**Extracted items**
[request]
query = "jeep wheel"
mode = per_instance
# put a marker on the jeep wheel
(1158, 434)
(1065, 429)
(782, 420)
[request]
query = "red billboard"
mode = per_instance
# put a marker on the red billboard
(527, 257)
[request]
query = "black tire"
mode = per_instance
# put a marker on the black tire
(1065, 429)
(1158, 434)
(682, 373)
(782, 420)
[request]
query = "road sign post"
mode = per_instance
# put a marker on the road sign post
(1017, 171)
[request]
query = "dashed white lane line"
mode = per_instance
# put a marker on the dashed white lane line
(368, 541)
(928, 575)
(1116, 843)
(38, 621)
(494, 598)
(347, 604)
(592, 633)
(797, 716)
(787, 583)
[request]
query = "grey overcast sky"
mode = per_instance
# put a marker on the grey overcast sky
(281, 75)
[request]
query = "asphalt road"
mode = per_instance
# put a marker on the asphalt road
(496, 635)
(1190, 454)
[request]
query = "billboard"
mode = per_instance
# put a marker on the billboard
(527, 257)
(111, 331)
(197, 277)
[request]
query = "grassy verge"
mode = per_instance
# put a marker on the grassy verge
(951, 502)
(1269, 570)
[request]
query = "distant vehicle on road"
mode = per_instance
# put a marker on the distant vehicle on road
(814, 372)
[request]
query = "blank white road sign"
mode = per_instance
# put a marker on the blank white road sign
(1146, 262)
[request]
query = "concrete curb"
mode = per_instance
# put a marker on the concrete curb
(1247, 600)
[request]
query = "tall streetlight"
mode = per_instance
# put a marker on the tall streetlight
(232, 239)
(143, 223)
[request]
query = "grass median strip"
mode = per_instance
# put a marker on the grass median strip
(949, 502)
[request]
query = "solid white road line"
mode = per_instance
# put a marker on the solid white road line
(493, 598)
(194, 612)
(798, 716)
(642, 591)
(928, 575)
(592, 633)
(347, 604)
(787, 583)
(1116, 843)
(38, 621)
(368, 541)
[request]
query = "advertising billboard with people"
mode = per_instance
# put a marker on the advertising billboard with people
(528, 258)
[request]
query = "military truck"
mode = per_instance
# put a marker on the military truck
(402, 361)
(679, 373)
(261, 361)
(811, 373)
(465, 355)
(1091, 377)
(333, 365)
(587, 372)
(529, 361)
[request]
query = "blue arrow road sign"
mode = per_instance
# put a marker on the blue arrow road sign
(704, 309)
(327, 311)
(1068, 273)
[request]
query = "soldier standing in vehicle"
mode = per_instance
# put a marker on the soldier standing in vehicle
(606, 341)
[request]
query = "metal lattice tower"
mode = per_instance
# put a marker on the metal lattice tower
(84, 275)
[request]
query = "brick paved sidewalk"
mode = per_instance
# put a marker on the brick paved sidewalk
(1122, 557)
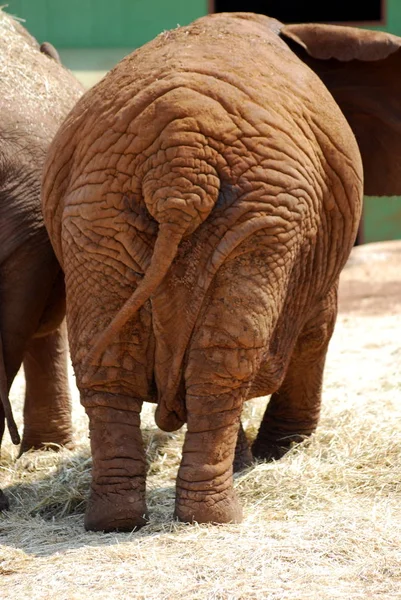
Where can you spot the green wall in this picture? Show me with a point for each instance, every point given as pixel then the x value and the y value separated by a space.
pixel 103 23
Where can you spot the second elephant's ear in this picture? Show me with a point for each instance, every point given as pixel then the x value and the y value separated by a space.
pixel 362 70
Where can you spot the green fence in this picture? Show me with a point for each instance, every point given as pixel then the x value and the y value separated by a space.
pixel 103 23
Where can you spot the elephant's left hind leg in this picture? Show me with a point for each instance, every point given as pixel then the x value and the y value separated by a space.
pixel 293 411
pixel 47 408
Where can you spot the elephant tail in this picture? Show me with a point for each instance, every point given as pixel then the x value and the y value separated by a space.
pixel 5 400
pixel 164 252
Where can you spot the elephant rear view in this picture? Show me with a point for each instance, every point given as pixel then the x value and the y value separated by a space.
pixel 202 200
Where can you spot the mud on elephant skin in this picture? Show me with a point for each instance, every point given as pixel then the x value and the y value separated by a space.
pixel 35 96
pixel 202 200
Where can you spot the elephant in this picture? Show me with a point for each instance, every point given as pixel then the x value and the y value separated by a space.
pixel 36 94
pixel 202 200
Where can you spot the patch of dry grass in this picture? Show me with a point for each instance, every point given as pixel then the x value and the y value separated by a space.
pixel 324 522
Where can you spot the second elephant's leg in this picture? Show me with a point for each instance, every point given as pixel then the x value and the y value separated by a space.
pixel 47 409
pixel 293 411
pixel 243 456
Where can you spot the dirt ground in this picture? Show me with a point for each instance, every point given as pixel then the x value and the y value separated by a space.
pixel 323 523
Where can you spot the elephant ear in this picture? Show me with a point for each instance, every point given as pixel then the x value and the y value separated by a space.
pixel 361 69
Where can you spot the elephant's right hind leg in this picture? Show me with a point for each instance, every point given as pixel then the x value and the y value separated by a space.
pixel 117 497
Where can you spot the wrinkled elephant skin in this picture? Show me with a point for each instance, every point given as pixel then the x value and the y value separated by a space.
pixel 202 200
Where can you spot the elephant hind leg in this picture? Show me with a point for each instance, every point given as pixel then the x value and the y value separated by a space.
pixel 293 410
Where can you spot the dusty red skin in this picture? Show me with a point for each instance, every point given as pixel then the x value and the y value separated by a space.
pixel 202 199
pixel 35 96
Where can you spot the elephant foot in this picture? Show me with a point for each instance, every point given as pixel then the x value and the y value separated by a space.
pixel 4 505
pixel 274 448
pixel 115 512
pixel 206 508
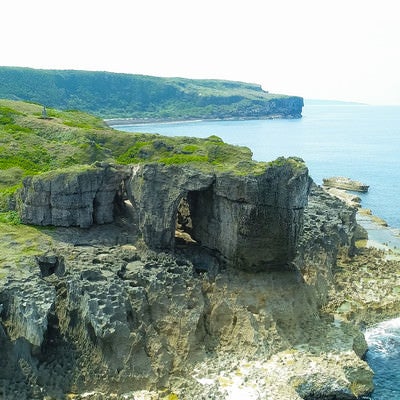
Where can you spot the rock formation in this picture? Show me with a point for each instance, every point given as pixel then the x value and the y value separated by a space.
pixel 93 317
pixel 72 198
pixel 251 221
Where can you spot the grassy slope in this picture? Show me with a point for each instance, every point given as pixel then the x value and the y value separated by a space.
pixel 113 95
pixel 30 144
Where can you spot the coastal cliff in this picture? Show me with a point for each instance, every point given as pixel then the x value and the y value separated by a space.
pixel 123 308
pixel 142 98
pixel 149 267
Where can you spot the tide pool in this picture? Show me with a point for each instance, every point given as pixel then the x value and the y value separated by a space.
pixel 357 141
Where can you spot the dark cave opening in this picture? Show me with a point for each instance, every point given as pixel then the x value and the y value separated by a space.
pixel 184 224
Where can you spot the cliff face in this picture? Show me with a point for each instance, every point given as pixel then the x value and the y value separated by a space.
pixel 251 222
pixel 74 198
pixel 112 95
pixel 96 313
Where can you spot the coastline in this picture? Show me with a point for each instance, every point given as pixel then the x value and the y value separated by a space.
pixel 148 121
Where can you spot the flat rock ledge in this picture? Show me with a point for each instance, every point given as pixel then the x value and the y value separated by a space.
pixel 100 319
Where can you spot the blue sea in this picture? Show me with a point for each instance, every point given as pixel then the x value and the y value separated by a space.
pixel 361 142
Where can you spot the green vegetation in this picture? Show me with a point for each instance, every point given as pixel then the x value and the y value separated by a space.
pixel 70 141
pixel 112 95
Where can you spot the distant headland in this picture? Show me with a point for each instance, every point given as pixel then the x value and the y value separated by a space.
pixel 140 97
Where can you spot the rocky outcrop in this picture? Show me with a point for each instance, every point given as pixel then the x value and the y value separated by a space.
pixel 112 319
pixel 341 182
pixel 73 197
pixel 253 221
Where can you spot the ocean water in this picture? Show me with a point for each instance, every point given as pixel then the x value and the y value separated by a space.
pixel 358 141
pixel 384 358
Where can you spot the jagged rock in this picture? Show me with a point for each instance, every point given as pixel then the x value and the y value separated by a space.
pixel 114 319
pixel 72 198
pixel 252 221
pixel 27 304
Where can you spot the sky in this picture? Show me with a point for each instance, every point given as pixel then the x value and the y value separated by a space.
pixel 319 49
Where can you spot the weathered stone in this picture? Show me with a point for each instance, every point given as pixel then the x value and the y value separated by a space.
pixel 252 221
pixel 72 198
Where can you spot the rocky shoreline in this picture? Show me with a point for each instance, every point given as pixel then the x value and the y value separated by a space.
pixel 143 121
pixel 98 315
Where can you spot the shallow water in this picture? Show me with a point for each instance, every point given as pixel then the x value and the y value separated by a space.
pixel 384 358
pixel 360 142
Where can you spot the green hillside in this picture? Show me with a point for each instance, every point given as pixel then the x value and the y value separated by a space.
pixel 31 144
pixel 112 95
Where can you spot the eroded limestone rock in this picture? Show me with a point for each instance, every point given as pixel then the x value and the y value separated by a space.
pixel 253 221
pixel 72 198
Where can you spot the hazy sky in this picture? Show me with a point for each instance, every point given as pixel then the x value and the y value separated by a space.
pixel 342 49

**OBJECTIVE**
Recast the lines as a numbered list with blank lines omitted, starting at the line containing "Where can you spot the eroded" and ending at the last line of the items.

**WRITTEN RESPONSE**
1. Where can you spot the eroded limestone rock in this picture? Show me with a point for each instance, every point given as pixel then the x value and the y value separated by a space.
2. pixel 253 221
3. pixel 72 198
4. Where can you spot the hazy sky in this picture? Show me with a point for each instance, every point given as pixel then the x value and the y value separated by a space.
5. pixel 342 49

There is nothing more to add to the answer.